Records shown
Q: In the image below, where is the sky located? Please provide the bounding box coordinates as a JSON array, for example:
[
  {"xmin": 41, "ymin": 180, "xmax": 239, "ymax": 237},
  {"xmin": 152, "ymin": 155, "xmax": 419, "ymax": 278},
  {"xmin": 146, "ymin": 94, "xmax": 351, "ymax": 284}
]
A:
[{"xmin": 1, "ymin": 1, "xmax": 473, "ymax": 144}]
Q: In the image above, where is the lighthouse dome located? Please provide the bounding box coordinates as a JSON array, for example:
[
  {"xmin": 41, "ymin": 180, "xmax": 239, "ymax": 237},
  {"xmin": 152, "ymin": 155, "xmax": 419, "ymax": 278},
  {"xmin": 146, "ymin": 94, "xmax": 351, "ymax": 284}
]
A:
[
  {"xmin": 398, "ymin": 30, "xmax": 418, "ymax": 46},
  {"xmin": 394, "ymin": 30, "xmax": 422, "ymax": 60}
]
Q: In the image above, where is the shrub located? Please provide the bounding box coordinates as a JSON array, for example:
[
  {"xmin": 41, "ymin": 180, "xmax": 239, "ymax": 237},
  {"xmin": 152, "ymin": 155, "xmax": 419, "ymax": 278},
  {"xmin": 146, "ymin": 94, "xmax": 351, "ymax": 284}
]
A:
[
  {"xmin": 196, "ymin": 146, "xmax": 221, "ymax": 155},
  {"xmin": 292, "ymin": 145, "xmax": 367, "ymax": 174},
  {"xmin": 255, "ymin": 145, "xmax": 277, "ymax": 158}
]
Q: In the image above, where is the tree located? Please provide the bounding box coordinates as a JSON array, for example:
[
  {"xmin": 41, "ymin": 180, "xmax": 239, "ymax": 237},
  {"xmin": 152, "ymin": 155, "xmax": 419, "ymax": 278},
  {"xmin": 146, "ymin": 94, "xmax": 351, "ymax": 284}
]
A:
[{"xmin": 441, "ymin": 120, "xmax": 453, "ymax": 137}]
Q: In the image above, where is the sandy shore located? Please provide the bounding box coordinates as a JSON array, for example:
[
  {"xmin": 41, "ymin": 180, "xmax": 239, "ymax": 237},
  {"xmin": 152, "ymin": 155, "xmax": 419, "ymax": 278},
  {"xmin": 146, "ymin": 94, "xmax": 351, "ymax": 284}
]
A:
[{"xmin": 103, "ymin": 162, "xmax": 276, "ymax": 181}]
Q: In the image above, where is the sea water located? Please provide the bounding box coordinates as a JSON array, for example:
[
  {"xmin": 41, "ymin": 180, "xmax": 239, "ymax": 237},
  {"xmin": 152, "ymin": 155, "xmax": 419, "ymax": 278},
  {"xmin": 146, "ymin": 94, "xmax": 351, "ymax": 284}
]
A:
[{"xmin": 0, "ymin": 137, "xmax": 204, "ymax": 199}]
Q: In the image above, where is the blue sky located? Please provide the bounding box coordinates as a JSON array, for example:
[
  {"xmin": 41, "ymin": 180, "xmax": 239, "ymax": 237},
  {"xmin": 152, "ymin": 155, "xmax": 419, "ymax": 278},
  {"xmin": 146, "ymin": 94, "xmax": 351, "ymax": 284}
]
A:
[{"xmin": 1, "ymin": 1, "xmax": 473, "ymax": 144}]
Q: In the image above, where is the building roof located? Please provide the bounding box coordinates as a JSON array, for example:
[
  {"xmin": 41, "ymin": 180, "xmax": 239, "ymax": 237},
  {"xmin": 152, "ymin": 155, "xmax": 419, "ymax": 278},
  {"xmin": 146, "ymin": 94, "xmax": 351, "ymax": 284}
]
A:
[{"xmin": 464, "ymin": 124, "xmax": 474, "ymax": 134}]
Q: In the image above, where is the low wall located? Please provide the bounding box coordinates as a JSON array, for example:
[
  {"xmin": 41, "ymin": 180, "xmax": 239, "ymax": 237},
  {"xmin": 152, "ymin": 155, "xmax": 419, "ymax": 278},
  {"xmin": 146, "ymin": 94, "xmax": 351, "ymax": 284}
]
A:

Your instructions
Give the material again in full, exactly as it appears above.

Answer
Q: In the image below, where is the sky located? Please provide the bounding box coordinates as a JSON array, for example:
[
  {"xmin": 41, "ymin": 180, "xmax": 239, "ymax": 237},
  {"xmin": 152, "ymin": 155, "xmax": 419, "ymax": 278},
  {"xmin": 146, "ymin": 94, "xmax": 351, "ymax": 284}
]
A:
[{"xmin": 1, "ymin": 1, "xmax": 473, "ymax": 144}]
Q: In the image above, where is the lighthouse dome located? Please provide the bounding box coordinates as a JSON array, for example:
[
  {"xmin": 41, "ymin": 180, "xmax": 239, "ymax": 237},
  {"xmin": 152, "ymin": 155, "xmax": 419, "ymax": 278},
  {"xmin": 146, "ymin": 94, "xmax": 351, "ymax": 284}
]
A:
[
  {"xmin": 398, "ymin": 30, "xmax": 418, "ymax": 46},
  {"xmin": 394, "ymin": 30, "xmax": 422, "ymax": 60}
]
Q: In the image above, where is the shrub located? Please provide the bounding box coordinates as a JSON array, for example:
[
  {"xmin": 41, "ymin": 180, "xmax": 239, "ymax": 237},
  {"xmin": 152, "ymin": 155, "xmax": 419, "ymax": 278},
  {"xmin": 146, "ymin": 94, "xmax": 351, "ymax": 284}
]
A:
[
  {"xmin": 196, "ymin": 146, "xmax": 221, "ymax": 155},
  {"xmin": 292, "ymin": 145, "xmax": 367, "ymax": 174},
  {"xmin": 255, "ymin": 145, "xmax": 277, "ymax": 158}
]
Q: In the image above, where is the tree located? Please provide the bounding box coordinates as a JSON array, for example:
[
  {"xmin": 41, "ymin": 180, "xmax": 239, "ymax": 237},
  {"xmin": 152, "ymin": 155, "xmax": 419, "ymax": 278},
  {"xmin": 146, "ymin": 94, "xmax": 351, "ymax": 284}
]
A:
[{"xmin": 441, "ymin": 120, "xmax": 453, "ymax": 137}]
Q: In the image above, where is the sandy shore located? Please provide the bounding box coordinates as a JSON array, for example:
[
  {"xmin": 41, "ymin": 180, "xmax": 239, "ymax": 237},
  {"xmin": 152, "ymin": 155, "xmax": 419, "ymax": 278},
  {"xmin": 146, "ymin": 94, "xmax": 351, "ymax": 284}
]
A:
[{"xmin": 103, "ymin": 162, "xmax": 276, "ymax": 181}]
Q: In the image above, where is the sea water located? Please provide the bounding box coordinates as a JSON array, for example:
[
  {"xmin": 41, "ymin": 180, "xmax": 239, "ymax": 237},
  {"xmin": 152, "ymin": 155, "xmax": 419, "ymax": 278},
  {"xmin": 146, "ymin": 94, "xmax": 351, "ymax": 284}
]
A:
[{"xmin": 0, "ymin": 137, "xmax": 204, "ymax": 199}]
Q: In the image above, where is the blue sky located? Please provide the bounding box coordinates as a JSON array, for example:
[
  {"xmin": 41, "ymin": 180, "xmax": 239, "ymax": 237},
  {"xmin": 152, "ymin": 155, "xmax": 419, "ymax": 278},
  {"xmin": 146, "ymin": 94, "xmax": 351, "ymax": 284}
]
A:
[{"xmin": 1, "ymin": 1, "xmax": 473, "ymax": 144}]
Q: In the image above, where is the building roof located? Please provide the bounding box coordinates as a JSON array, for example:
[
  {"xmin": 41, "ymin": 180, "xmax": 239, "ymax": 237},
  {"xmin": 152, "ymin": 155, "xmax": 419, "ymax": 278},
  {"xmin": 146, "ymin": 94, "xmax": 351, "ymax": 284}
]
A:
[{"xmin": 464, "ymin": 124, "xmax": 474, "ymax": 134}]
Q: In the image above, where is the low wall located? Please provide the bounding box coordinates as a JSON array, for example:
[
  {"xmin": 41, "ymin": 180, "xmax": 239, "ymax": 237},
  {"xmin": 152, "ymin": 155, "xmax": 419, "ymax": 278},
  {"xmin": 146, "ymin": 94, "xmax": 351, "ymax": 284}
]
A:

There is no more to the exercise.